Por mais que a pandemia tenha eclodido inicialmente em Wuhan, os efeitos recessivos no Estados Unidos será mais severo que na própria China — o que deve reforçar ainda mais, a tendência de deslocamento do eixo econômico global para Ásia. Para 2020, o FMI prevê que o PIB dos EUA irá recuar -5,9% enquanto a China terá um discreto crescimento de 1,2%.
É certo que a pandemia, ao reforçar o papel do Estado na coletivização dos riscos sociais, induzirá que vários países ocidentais assumam práticas semelhante às chinesas quanto a gastos públicos, incentivos comerciais e join-ventures entre empresas privadas e estatais. Mais do que isso, no entanto, a persistência do crescimento chinês desperta outra questão: se também o modelo político iliberal do capitalismo chinês será tomado como alternativa ao capitalismo liberal dos Estados Unidos.

» Material fornecido
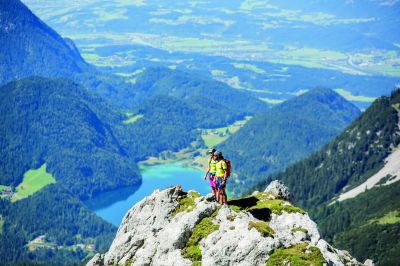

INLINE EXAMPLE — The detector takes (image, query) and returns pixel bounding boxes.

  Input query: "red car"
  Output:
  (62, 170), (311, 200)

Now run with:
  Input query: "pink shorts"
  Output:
(208, 173), (217, 188)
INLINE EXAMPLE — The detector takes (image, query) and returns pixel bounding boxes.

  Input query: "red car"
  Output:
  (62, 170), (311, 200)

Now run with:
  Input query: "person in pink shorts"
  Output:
(204, 149), (218, 198)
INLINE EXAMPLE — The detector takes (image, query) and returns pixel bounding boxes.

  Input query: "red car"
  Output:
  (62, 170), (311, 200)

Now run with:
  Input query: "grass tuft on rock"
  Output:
(267, 243), (326, 266)
(181, 217), (219, 263)
(248, 221), (275, 237)
(172, 191), (200, 216)
(228, 192), (306, 215)
(292, 227), (308, 234)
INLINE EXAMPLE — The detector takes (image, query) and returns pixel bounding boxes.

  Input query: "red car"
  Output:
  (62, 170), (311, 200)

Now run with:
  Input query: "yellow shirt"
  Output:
(208, 158), (217, 174)
(216, 160), (228, 177)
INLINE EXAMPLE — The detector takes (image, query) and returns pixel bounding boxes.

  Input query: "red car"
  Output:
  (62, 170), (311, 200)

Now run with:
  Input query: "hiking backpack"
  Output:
(224, 159), (231, 177)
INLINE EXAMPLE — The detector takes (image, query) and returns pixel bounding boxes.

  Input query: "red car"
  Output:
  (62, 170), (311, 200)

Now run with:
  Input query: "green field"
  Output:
(259, 98), (285, 104)
(369, 210), (400, 225)
(201, 116), (252, 148)
(335, 89), (376, 103)
(232, 63), (265, 74)
(0, 185), (10, 191)
(11, 164), (56, 201)
(0, 215), (4, 234)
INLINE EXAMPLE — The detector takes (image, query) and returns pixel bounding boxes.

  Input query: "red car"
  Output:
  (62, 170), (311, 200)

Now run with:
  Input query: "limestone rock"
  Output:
(87, 184), (370, 266)
(264, 180), (292, 200)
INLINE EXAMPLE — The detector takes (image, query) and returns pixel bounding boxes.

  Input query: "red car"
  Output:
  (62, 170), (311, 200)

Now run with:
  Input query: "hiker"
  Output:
(214, 151), (228, 204)
(204, 149), (218, 197)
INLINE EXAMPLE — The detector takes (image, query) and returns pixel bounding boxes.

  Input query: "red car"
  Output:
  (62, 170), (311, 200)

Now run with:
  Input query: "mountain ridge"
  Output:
(87, 183), (373, 266)
(217, 88), (360, 194)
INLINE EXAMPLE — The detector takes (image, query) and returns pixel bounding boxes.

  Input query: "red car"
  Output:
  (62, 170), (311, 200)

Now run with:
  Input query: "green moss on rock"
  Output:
(172, 192), (200, 216)
(267, 243), (326, 266)
(182, 217), (219, 263)
(248, 221), (275, 237)
(292, 227), (308, 234)
(228, 192), (306, 215)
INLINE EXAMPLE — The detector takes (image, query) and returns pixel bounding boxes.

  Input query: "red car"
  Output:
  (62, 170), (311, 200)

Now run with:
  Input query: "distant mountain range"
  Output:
(0, 0), (393, 265)
(218, 89), (360, 195)
(255, 89), (400, 266)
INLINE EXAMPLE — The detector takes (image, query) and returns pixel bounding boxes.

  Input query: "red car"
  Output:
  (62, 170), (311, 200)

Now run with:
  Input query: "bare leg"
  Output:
(221, 188), (227, 204)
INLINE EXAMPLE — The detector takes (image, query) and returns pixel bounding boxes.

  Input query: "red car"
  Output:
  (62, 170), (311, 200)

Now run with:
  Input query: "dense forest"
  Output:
(218, 89), (360, 195)
(135, 67), (267, 115)
(0, 184), (116, 265)
(253, 89), (400, 266)
(255, 90), (400, 208)
(0, 78), (140, 199)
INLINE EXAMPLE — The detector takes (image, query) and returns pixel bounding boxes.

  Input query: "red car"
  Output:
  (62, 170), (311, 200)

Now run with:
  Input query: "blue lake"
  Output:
(85, 163), (211, 226)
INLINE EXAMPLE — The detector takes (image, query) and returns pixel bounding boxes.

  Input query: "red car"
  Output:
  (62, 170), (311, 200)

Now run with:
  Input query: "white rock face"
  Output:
(265, 180), (292, 200)
(87, 187), (373, 266)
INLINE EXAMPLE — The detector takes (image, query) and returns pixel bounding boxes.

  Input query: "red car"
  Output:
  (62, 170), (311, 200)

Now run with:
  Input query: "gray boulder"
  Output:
(265, 180), (292, 201)
(87, 184), (368, 266)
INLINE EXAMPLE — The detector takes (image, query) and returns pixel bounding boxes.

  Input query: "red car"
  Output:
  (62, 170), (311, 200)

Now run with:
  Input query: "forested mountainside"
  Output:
(253, 89), (400, 208)
(135, 67), (267, 114)
(0, 184), (116, 265)
(0, 78), (140, 198)
(314, 181), (400, 266)
(218, 89), (360, 195)
(119, 95), (245, 160)
(0, 0), (90, 84)
(254, 89), (400, 265)
(0, 0), (266, 113)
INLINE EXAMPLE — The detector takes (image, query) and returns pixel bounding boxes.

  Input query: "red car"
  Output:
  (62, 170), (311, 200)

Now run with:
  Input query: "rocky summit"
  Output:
(87, 182), (373, 266)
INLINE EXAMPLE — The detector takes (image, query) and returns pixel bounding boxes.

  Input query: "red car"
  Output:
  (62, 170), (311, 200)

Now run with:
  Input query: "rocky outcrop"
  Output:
(87, 183), (372, 266)
(265, 180), (292, 200)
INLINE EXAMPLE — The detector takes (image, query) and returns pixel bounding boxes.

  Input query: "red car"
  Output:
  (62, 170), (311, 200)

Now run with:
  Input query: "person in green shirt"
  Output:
(214, 151), (228, 204)
(204, 149), (218, 197)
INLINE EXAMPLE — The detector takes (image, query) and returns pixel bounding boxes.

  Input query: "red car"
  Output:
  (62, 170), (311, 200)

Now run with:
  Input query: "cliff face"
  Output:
(87, 182), (372, 265)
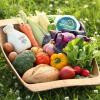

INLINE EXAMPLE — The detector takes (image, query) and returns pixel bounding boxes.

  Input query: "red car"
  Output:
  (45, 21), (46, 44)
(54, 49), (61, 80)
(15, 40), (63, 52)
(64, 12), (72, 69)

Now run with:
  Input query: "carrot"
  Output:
(19, 23), (39, 47)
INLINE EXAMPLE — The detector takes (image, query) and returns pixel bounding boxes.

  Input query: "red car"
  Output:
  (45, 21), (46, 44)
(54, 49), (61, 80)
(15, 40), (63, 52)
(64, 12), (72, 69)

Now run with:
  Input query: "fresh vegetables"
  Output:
(36, 52), (50, 64)
(3, 23), (31, 53)
(50, 53), (68, 69)
(43, 40), (55, 56)
(63, 38), (96, 70)
(74, 66), (82, 74)
(81, 69), (90, 77)
(36, 11), (50, 34)
(60, 66), (75, 79)
(3, 12), (96, 83)
(20, 11), (45, 46)
(31, 47), (43, 54)
(22, 64), (59, 83)
(19, 23), (39, 47)
(62, 32), (75, 43)
(3, 42), (14, 53)
(8, 51), (18, 62)
(12, 50), (36, 74)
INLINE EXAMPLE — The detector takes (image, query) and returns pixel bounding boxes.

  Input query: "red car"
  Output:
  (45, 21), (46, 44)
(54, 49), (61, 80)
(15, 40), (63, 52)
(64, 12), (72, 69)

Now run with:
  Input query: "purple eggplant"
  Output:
(76, 35), (90, 42)
(42, 34), (51, 45)
(49, 30), (58, 39)
(62, 32), (75, 43)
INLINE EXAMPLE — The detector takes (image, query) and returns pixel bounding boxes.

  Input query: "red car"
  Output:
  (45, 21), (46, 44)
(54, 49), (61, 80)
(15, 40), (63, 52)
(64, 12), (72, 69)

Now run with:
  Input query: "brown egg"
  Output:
(8, 51), (17, 62)
(3, 42), (14, 53)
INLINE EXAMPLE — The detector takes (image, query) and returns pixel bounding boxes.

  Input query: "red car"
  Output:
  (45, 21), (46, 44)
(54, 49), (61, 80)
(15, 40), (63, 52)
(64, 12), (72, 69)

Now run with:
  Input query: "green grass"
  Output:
(0, 0), (100, 100)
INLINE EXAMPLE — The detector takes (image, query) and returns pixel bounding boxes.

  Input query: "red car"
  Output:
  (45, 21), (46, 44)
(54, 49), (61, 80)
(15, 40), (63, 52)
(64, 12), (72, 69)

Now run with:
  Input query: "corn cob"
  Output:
(36, 11), (50, 34)
(19, 11), (44, 46)
(27, 19), (44, 46)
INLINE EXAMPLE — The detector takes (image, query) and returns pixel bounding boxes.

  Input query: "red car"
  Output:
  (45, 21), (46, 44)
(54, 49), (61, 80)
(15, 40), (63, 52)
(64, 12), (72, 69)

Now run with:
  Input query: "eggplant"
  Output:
(62, 30), (86, 36)
(42, 34), (51, 46)
(49, 30), (58, 40)
(62, 32), (75, 43)
(76, 35), (90, 42)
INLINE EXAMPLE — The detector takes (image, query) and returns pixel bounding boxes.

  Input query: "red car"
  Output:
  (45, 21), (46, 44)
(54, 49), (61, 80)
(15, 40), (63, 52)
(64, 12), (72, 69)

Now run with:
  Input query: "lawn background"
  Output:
(0, 0), (100, 100)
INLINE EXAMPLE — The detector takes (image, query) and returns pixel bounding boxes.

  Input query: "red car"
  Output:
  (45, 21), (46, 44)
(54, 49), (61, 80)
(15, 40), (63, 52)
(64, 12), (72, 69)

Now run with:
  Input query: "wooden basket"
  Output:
(0, 19), (100, 92)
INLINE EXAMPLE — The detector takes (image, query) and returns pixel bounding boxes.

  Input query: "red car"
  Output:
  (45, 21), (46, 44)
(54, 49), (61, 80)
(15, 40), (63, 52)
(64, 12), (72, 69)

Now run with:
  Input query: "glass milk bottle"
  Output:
(3, 24), (31, 53)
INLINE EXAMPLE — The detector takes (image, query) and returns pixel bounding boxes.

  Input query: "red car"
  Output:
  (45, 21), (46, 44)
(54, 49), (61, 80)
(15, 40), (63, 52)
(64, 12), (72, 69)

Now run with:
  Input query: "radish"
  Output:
(74, 66), (82, 75)
(81, 69), (90, 77)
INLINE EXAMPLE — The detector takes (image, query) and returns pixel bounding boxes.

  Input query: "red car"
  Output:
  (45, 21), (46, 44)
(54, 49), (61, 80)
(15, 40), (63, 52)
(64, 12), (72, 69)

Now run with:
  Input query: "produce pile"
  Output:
(3, 11), (96, 83)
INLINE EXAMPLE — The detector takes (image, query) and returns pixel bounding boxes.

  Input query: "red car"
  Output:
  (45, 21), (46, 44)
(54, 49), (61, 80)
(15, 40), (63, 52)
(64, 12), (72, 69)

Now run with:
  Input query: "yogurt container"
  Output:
(54, 15), (80, 31)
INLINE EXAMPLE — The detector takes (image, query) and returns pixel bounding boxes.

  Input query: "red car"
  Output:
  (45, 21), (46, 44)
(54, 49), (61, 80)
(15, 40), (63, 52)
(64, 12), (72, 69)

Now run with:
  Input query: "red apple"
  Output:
(60, 66), (75, 79)
(81, 69), (90, 77)
(74, 66), (82, 74)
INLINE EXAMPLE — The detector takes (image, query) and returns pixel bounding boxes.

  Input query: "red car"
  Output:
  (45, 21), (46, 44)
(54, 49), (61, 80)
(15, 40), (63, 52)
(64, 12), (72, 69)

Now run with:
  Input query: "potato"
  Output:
(22, 64), (59, 83)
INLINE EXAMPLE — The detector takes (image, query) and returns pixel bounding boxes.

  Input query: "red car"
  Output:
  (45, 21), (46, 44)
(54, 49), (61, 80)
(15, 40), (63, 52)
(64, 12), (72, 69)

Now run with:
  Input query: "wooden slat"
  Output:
(0, 19), (100, 92)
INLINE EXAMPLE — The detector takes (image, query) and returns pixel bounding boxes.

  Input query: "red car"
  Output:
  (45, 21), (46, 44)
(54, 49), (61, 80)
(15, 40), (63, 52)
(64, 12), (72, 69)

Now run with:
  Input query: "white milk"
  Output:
(3, 24), (31, 53)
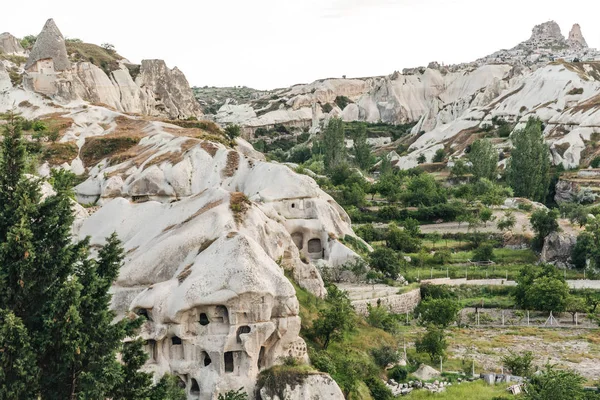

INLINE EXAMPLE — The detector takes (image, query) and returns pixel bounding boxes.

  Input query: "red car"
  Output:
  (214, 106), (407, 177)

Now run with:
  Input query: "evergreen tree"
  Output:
(508, 118), (550, 201)
(0, 311), (39, 399)
(323, 118), (346, 171)
(469, 139), (498, 181)
(352, 124), (373, 170)
(0, 115), (163, 400)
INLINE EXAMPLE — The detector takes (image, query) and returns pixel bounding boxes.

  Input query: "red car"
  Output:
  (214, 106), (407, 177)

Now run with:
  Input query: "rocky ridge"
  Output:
(0, 19), (202, 119)
(0, 66), (357, 399)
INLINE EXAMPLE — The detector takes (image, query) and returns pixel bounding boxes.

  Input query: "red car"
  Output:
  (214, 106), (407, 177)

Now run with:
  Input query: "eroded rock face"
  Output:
(260, 374), (344, 400)
(567, 24), (588, 48)
(0, 32), (25, 55)
(136, 60), (202, 119)
(24, 19), (202, 119)
(79, 189), (307, 399)
(25, 18), (71, 72)
(540, 232), (577, 267)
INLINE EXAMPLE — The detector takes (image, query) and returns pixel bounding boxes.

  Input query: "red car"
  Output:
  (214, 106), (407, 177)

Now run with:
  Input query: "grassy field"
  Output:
(407, 381), (508, 400)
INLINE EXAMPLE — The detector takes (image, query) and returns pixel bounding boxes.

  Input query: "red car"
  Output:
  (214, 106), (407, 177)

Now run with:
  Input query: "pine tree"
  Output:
(352, 124), (373, 171)
(323, 118), (346, 171)
(508, 118), (550, 201)
(0, 311), (39, 399)
(469, 139), (498, 182)
(0, 115), (162, 400)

» Lista de exercícios
A - Segundo o texto sobre os efeitos econômicos da pandemia, que resultado o FMI prevê para o PIB da China em 2020?
B - Transcreva do texto sobre os efeitos econômicos da pandemia o trecho que vai de "Por mais que" até "crescimento de 1,2%.".
O material não tem relação com o texto sobre os efeitos econômicos da pandemia.

» Respostas das tarefas
A - Um discreto crescimento de 1,2%.

B -
Por mais que a pandemia tenha eclodido inicialmente em Wuhan, os efeitos recessivos no Estados Unidos será mais severo que na própria China — o que deve reforçar ainda mais, a tendência de deslocamento do eixo econômico global para Ásia. Para 2020, o FMI prevê que o PIB dos EUA irá recuar -5,9% enquanto a China terá um discreto crescimento de 1,2%.